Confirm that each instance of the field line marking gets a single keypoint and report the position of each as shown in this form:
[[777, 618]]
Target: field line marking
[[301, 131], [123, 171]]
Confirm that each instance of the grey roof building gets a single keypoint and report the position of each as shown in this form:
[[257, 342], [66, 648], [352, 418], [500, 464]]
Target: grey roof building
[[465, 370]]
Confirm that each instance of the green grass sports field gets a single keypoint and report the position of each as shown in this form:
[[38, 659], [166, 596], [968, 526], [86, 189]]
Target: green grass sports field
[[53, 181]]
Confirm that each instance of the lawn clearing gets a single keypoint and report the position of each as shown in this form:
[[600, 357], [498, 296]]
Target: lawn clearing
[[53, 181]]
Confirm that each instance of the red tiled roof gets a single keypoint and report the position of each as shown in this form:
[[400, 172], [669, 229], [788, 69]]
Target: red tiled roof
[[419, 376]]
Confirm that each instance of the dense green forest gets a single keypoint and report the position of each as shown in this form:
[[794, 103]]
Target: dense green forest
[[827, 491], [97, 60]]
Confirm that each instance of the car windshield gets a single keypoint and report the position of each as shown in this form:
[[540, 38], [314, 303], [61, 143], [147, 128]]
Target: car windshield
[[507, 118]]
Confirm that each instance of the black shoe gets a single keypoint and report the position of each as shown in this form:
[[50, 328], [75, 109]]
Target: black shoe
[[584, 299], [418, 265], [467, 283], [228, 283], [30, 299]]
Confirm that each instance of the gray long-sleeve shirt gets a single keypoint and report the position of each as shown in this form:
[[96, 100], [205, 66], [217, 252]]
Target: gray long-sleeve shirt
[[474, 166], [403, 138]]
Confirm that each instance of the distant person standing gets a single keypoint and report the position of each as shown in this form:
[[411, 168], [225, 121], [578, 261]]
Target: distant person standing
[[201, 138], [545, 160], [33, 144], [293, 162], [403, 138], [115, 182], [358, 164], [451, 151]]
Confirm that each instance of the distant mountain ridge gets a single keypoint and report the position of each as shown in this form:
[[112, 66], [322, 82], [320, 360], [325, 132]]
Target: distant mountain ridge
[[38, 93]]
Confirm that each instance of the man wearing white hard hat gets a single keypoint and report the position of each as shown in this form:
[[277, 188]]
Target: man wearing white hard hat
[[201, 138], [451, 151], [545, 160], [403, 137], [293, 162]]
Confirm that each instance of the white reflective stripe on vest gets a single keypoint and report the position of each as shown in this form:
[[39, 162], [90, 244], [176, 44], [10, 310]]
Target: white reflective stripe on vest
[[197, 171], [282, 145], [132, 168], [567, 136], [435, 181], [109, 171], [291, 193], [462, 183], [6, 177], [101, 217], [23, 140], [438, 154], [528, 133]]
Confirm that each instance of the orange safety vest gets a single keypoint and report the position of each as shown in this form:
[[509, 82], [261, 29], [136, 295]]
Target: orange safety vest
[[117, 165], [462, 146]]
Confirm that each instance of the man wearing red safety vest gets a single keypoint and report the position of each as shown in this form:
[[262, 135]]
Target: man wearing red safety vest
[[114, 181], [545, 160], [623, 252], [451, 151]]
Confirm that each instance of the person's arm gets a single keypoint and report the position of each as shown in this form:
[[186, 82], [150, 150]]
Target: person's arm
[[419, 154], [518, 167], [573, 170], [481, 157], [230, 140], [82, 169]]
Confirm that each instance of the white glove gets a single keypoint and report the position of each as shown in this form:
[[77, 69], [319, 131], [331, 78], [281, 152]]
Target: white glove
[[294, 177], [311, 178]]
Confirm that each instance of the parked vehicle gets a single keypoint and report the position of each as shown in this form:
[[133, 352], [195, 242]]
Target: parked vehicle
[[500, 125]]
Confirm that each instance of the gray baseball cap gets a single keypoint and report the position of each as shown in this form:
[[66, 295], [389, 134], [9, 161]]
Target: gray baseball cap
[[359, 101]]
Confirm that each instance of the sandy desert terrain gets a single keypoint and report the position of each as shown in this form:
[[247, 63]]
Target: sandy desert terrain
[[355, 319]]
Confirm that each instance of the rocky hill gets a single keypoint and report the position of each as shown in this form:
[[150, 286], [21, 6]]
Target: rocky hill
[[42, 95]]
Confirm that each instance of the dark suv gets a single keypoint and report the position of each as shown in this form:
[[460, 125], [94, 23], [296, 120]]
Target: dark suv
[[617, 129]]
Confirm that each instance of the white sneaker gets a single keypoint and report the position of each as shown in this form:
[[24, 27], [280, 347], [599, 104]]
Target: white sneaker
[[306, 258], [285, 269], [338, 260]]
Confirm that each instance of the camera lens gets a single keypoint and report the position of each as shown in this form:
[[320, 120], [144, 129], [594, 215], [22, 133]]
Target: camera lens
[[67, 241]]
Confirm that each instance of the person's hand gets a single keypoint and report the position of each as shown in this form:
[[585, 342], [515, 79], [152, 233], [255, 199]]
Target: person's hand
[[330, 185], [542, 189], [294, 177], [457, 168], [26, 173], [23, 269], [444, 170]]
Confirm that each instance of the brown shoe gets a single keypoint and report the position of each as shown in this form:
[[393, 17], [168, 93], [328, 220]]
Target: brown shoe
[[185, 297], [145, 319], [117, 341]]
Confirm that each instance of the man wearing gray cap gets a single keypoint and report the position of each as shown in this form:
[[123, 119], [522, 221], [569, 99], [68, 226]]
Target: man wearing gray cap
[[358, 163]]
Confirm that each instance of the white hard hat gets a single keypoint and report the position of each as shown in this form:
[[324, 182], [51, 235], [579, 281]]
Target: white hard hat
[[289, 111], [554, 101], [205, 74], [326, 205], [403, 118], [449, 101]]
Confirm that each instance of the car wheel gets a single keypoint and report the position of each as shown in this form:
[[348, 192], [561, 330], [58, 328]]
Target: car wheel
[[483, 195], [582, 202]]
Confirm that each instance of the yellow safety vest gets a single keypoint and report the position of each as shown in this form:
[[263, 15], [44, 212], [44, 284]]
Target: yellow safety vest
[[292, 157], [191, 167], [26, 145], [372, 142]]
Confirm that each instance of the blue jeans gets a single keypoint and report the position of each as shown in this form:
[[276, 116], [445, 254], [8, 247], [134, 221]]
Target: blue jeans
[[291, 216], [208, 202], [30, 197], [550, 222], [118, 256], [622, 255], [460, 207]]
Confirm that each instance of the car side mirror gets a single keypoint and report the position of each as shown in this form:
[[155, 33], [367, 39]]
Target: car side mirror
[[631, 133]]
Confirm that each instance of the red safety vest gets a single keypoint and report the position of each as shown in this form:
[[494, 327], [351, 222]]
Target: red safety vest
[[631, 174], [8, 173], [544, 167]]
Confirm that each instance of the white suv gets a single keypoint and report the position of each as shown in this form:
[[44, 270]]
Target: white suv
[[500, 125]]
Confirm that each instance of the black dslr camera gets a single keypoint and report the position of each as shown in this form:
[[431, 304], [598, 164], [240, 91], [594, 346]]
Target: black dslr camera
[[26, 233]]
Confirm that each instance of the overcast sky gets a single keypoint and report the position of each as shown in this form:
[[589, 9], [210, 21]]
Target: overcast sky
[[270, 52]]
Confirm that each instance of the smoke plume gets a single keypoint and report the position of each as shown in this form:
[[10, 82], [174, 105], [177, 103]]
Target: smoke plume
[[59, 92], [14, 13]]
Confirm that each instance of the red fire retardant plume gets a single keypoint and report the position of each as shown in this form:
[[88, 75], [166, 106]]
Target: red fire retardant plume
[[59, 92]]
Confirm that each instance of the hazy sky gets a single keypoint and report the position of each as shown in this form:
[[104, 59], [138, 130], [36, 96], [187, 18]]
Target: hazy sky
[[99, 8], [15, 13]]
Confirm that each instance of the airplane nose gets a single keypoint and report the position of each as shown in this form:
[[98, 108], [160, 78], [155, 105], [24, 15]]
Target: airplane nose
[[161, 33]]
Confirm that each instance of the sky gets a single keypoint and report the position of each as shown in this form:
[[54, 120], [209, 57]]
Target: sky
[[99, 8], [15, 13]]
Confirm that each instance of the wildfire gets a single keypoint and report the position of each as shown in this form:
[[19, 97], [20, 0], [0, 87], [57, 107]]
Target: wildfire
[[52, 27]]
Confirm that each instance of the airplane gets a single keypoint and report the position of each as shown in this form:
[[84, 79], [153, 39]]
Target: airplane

══════════════════════════════

TASK DESCRIPTION: Copy exactly the opening line of the material, the line bearing "[[794, 103]]", and every line between them. Include nothing else.

RESULT FOR THIS EXERCISE:
Confirm that each instance of the field line marking gets a single keypoint and report the position of each as shown in this form:
[[777, 618]]
Target: field line marking
[[301, 131], [123, 171]]
Confirm that each instance of the grey roof building gets a single keypoint and report the position of each as shown in this form:
[[257, 342], [66, 648], [352, 418], [500, 464]]
Target: grey roof building
[[465, 370]]
Confirm that each instance of the green grass sports field gets a single keypoint and report the position of each as shown in this form:
[[38, 659], [166, 596], [968, 526], [86, 189]]
Target: green grass sports field
[[53, 181]]
Confirm that each instance of the lawn clearing gets a single keypoint and report the position of each as shown in this form:
[[600, 357], [498, 296]]
Target: lawn clearing
[[53, 181]]
Confirm that each instance of the red tiled roof gets a single keypoint and report the position of each as shown in this form:
[[400, 172], [669, 229], [788, 69]]
Target: red tiled roof
[[419, 376]]
Confirm that each instance of the dense green forest gets a single keypoint and report the position of each as shown in this form:
[[794, 103]]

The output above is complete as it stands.